**ABOUT THIS EXERCISE**
Pictures stay out; everything else in the records is to be copied exactly.

**DATA EXCERPTS**
━━━━━━━━━━

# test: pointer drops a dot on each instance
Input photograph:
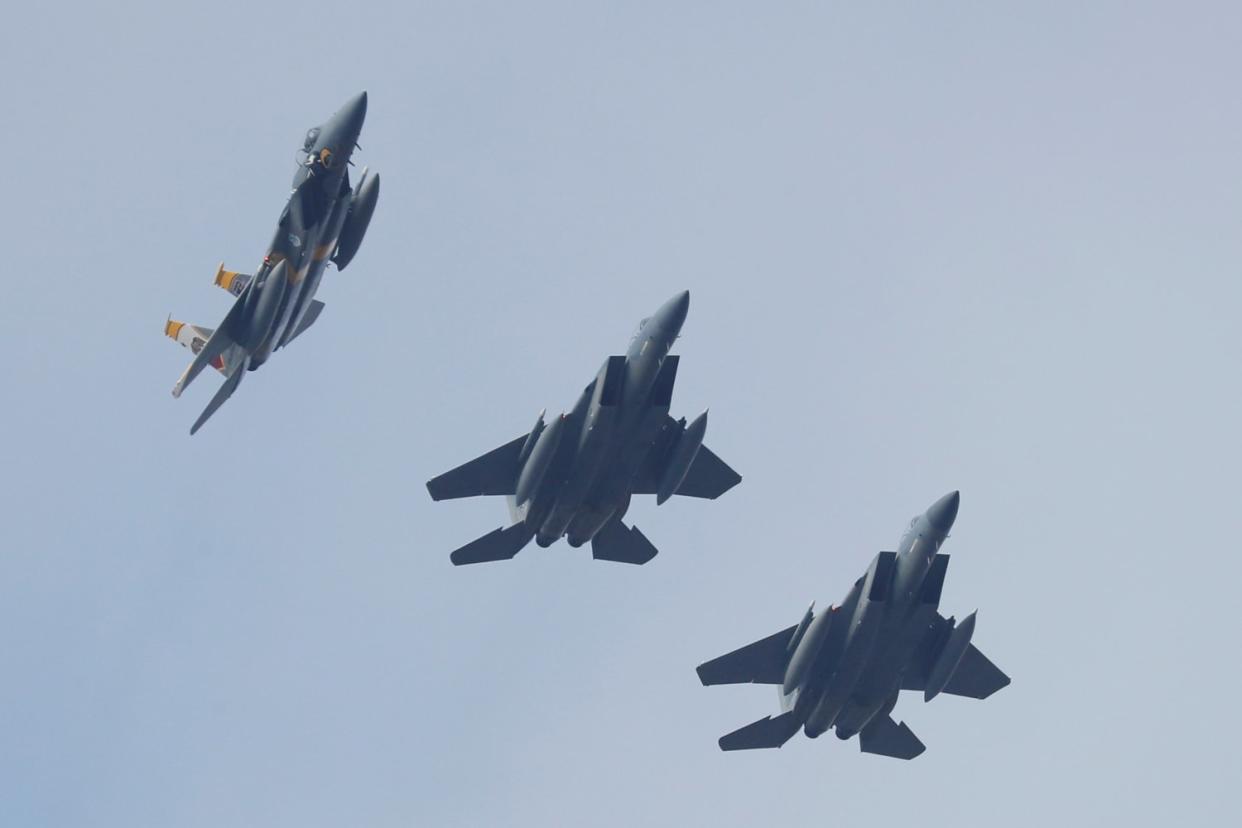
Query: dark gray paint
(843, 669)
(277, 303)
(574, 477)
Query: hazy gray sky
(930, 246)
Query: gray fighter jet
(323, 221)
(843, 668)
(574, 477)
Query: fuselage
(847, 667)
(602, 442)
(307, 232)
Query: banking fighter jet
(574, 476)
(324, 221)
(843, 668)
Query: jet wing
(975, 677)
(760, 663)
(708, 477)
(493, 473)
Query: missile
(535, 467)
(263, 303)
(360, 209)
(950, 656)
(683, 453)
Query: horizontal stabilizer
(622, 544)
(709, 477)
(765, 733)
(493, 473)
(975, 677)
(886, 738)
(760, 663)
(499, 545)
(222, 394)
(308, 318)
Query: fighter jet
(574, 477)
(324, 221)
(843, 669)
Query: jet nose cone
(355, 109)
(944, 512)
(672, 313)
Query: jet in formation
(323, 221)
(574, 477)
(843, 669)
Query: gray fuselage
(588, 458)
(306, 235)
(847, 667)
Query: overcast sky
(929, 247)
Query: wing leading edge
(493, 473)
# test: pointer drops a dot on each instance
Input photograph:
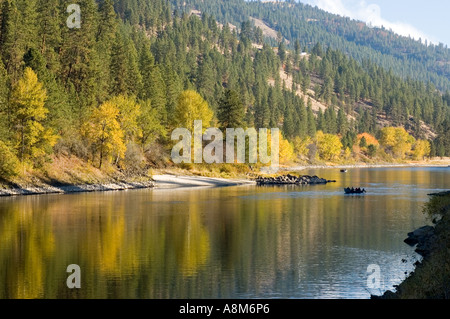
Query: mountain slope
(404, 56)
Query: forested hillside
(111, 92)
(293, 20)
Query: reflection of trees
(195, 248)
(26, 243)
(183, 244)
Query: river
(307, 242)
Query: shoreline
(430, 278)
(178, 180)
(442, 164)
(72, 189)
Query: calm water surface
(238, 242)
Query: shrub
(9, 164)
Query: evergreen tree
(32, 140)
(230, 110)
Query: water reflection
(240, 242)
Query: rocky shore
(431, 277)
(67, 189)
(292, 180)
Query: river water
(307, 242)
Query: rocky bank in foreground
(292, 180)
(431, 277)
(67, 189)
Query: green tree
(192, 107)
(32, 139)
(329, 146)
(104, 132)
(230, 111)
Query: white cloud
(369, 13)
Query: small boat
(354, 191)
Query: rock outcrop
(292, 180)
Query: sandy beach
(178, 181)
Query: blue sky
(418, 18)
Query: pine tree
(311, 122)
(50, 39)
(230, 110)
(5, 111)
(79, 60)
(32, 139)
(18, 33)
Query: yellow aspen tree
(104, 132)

━━━━━━━━━━

**RESPONSE TO THE EXERCISE**
# test: pointer drops a dot on each instance
Input photograph:
Query: dark gray paint
(843, 669)
(277, 303)
(574, 477)
Query: hazy gray sky
(930, 246)
Query: gray fighter jet
(323, 221)
(843, 668)
(574, 477)
Query: fuselage
(847, 667)
(602, 442)
(307, 232)
Query: banking fighter jet
(574, 476)
(324, 221)
(843, 668)
Query: jet wing
(975, 677)
(760, 663)
(708, 477)
(493, 473)
Query: missile
(535, 467)
(263, 303)
(360, 209)
(950, 656)
(683, 453)
Query: horizontal stabilizer
(622, 544)
(709, 477)
(765, 733)
(493, 473)
(975, 677)
(886, 738)
(760, 663)
(499, 545)
(222, 394)
(308, 318)
Query: fighter jet
(574, 477)
(324, 221)
(843, 669)
Query: jet nose cone
(355, 109)
(944, 512)
(672, 313)
Query: jet in formation
(323, 221)
(574, 477)
(843, 669)
Query: gray fuselage
(588, 458)
(306, 235)
(847, 667)
Query: overcast sky
(929, 247)
Query: wing leading edge
(493, 473)
# test: pointer drops a dot on each instance
Input photograph:
Query: mountain slope
(404, 56)
Query: forested hillside
(111, 92)
(293, 20)
Query: reflection of trees
(195, 248)
(26, 243)
(183, 244)
Query: river
(307, 242)
Query: shoreline
(430, 278)
(178, 180)
(442, 164)
(72, 189)
Query: calm water surface
(238, 242)
Query: shrub
(9, 164)
Query: evergreen tree
(32, 140)
(230, 110)
Query: water reflection
(240, 242)
Query: rocky shore
(431, 277)
(67, 189)
(292, 180)
Query: river water
(307, 242)
Query: rocky bank in foreground
(292, 180)
(431, 277)
(67, 189)
Query: green tree
(192, 107)
(32, 139)
(329, 146)
(104, 132)
(230, 111)
Query: white cloud
(369, 13)
Query: small boat
(354, 191)
Query: rock outcrop
(292, 180)
Query: sandy beach
(178, 181)
Query: blue sky
(418, 18)
Query: pine tree
(311, 122)
(50, 39)
(230, 110)
(5, 111)
(79, 60)
(32, 139)
(18, 33)
Query: yellow aspen tree
(104, 132)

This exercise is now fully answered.